## [GIVEN PASSAGE]
■ ■ ■ ■ ■
Developing a new product can be an expensive and potentially complex process. People new to product development frequently ask “How long and how much does it cost to develop a product?”. The answer is that it depends on the product. Simple products can be developed in a matter of months. On the other hand, development of technically complex or mass produced products will frequently run into years. Many products will also need to comply with significant regulatory standards.
Poorly run development projects can overrun on cost and time and may ultimately have to be aborted with a large financial and opportunity cost. For small businesses and start ups this can threaten the future of the whole company. According to a detailed study by Castellion and Markham, around 40% of all new products that are launched end in failure (ranging from 45% failure in consumer goods down to 35% in healthcare). Of course, many projects may be abandoned before launch. So, before embarking on the development of a new product, it is important to understand the process and the potential pitfalls. From our experience of hundreds of development projects over 45+ years spanning a wide variety of industry sectors, we’ve picked out six key points for you to help steer you towards successful product development projects.
Specification (PRS) defines everything about your product. It is probably the most important document for your whole development as is involved from the beginning to the end of the development. It’s obviously very important from a regulatory point of view but it is also vital from a commercial and practical point of view. In a poll of product development professionals carried out by IDC, changes to the product specification was the top cause of project delays. Therefore, getting this right, agreed across the business and sticking to it are all critical to enabling the rapid development of a successful new product.
■ ■ ■ ■ ■
## [Source data]
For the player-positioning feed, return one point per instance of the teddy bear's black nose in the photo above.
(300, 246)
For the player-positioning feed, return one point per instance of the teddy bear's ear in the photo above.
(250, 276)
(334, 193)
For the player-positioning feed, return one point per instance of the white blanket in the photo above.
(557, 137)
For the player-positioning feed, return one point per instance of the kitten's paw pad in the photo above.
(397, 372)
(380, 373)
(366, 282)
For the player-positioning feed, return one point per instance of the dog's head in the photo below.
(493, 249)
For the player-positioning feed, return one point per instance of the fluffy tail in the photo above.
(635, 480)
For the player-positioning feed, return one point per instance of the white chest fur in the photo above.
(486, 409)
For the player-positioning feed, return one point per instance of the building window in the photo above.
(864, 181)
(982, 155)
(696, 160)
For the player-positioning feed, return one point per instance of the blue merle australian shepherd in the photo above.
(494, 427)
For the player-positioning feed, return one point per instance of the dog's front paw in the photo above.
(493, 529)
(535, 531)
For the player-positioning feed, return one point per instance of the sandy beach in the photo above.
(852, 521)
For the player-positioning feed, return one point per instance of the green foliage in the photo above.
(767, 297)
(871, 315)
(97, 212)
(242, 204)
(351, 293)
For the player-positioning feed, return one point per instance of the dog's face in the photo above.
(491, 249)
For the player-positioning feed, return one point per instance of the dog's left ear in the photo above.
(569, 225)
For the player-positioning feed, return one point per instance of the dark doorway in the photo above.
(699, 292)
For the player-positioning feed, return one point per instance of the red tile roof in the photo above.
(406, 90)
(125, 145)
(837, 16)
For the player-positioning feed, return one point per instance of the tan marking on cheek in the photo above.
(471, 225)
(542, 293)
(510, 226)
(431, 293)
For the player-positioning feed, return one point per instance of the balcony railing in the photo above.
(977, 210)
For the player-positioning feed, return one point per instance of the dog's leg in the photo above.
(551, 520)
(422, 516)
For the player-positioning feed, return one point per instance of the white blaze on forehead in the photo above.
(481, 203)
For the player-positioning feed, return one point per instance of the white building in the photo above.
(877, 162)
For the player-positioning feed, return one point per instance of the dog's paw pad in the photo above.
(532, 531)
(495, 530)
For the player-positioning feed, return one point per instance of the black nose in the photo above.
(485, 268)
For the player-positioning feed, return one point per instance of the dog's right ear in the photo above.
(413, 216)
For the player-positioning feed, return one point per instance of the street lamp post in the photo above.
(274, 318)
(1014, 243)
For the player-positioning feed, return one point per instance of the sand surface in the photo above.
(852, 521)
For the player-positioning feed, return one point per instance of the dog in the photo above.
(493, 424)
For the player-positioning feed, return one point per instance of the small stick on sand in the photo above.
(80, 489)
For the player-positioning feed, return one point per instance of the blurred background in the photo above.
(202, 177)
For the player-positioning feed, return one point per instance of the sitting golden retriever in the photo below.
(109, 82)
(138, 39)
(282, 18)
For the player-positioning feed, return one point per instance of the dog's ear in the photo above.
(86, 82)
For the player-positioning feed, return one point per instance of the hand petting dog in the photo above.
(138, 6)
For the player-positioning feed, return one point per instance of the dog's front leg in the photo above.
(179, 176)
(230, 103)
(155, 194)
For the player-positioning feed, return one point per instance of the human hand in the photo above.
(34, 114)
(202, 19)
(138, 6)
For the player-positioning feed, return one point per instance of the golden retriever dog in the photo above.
■ ■ ■ ■ ■
## [WHAT IS ASKED]
In the product development passage, what did an IDC poll of product development professionals find to be the top cause of project delays?

## [FINISHED EXERCISE]
Changes to the product specification.